» **Selection**
——————

2006-02-07 Thread gimeshell
Hi,

i'm trying to view Gutmann's paper "Secure Deletion of Data from
Magnetic and Solid-State Memory" from today's point of view and
wondering which information brought in this paper applies to modern
effort to securely erase sensitive data.

That is what he said, which may be of especial interest:

"In the time since this paper was published, some people have treated
the 35-pass overwrite technique described in it more as a kind of
voodoo incantation to banish evil spirits than the result of a
technical analysis of drive encoding techniques. As a result, they
advocate applying the voodoo to PRML and EPRML drives even though it
will have no more effect than a simple scrubbing with random data. In
fact performing the full 35-pass overwrite is pointless for any drive
since it targets a blend of scenarios involving all types of
(normally-used) encoding technology, which covers everything back to 30
+-year-old MFM methods (if you don't understand that statement, re-read
the paper). If you're using a drive which uses encoding technology X,
you only need to perform the passes specific to X, and you never need
to perform all 35 passes. For any modern PRML/EPRML drive, a few passes
of random scrubbing is the best you can do. As the paper says, "A good
scrubbing with random data will do about as well as can be expected".
This was true in 1996, and is still true now."

So there aren't any capable patterns to be written on modern PRML/EPRML
drives to reach best results in sensitive data destruction?
He explicitely stated to use "a few passes of random scrubbing".

Am i misunderstanding something or you can really say, if you're
writing to a modern disk, forget all special scrubbing technologies,
don't use Gutmann, don't use DoS 5220.22M or other pattern writing
technologies, only a few passes of random scrubbing will do the job?

——————

» **Required work**
a) Using the post, answer each question briefly:
(i) To which two types of drive does the quoted passage say some people advocate applying the "voodoo"?
(ii) According to the quotation, how far back does the blend of encoding technology covered by the 35-pass overwrite reach?
(iii) Besides Gutmann, which pattern-writing standard does the writer name in the closing question?
b) Select every line of the rows that contains the string "wall", and copy each one. Case counts.

——————

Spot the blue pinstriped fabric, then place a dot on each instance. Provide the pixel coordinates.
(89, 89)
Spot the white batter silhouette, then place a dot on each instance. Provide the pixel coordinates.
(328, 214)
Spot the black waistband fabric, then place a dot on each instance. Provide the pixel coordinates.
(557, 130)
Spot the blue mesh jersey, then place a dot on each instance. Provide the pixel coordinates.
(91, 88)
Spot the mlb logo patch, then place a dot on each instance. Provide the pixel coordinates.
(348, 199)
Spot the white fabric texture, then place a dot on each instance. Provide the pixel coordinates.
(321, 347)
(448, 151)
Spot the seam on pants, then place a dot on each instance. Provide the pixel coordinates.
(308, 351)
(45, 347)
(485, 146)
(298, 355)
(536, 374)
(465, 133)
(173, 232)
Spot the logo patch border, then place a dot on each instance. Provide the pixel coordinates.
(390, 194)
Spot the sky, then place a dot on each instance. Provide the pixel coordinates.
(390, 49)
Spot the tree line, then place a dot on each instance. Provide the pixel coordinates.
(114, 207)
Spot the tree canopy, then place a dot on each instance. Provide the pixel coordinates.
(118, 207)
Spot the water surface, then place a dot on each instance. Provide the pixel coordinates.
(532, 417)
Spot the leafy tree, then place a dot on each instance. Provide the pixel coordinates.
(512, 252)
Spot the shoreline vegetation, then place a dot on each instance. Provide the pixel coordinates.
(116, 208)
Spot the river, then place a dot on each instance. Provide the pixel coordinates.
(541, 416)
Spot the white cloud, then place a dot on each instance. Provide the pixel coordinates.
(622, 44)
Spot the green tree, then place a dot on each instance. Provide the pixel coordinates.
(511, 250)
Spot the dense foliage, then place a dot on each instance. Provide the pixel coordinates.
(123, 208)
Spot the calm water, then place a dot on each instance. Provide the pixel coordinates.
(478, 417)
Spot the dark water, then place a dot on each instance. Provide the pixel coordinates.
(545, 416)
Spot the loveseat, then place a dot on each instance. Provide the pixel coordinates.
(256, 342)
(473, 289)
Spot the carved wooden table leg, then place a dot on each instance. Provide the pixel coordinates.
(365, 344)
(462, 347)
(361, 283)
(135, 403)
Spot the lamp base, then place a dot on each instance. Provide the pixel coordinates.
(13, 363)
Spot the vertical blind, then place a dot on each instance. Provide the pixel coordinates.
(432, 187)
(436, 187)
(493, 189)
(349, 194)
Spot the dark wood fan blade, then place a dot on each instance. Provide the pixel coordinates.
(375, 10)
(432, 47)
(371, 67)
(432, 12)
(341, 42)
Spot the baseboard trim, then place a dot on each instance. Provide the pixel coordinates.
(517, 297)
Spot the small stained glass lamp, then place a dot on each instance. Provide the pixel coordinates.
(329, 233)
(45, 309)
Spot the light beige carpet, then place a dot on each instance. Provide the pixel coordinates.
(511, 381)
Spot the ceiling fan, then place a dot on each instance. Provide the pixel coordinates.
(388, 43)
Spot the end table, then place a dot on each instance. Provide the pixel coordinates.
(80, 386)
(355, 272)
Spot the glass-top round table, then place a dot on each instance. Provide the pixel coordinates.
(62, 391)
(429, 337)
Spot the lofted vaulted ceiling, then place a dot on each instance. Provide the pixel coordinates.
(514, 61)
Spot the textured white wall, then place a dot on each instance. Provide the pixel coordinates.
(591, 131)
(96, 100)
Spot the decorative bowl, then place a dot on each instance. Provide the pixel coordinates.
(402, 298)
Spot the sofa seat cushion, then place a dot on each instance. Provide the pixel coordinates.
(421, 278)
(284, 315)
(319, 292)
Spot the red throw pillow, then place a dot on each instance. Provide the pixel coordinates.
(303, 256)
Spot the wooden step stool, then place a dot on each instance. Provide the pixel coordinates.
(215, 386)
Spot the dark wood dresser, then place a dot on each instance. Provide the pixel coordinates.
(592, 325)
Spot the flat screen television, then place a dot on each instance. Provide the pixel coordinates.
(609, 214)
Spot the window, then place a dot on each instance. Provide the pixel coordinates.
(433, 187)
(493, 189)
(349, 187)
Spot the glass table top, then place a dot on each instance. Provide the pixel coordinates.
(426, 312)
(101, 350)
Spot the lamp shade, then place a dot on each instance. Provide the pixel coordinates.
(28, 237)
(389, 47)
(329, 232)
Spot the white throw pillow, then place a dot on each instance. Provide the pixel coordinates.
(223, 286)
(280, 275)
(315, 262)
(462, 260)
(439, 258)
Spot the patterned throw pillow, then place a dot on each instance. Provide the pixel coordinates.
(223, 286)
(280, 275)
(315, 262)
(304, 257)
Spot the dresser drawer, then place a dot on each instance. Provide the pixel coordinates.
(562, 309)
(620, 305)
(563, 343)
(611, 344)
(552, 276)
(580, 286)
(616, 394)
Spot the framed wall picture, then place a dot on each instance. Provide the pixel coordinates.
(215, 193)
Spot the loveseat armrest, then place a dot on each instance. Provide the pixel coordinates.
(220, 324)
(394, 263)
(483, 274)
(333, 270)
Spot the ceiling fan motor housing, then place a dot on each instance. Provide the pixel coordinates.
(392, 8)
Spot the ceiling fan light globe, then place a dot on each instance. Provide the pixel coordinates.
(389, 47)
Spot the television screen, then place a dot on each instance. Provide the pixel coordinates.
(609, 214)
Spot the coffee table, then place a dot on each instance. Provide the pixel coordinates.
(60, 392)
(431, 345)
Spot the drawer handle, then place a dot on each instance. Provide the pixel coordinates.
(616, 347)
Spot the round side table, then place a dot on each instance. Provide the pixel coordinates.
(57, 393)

——————

» **Answers for the exercise**
a)
(i) PRML and EPRML drives.
(ii) Back to 30-plus-year-old MFM methods.
(iii) DoS 5220.22M.

b)
Spot the textured white wall, then place a dot on each instance. Provide the pixel coordinates.
Spot the framed wall picture, then place a dot on each instance. Provide the pixel coordinates.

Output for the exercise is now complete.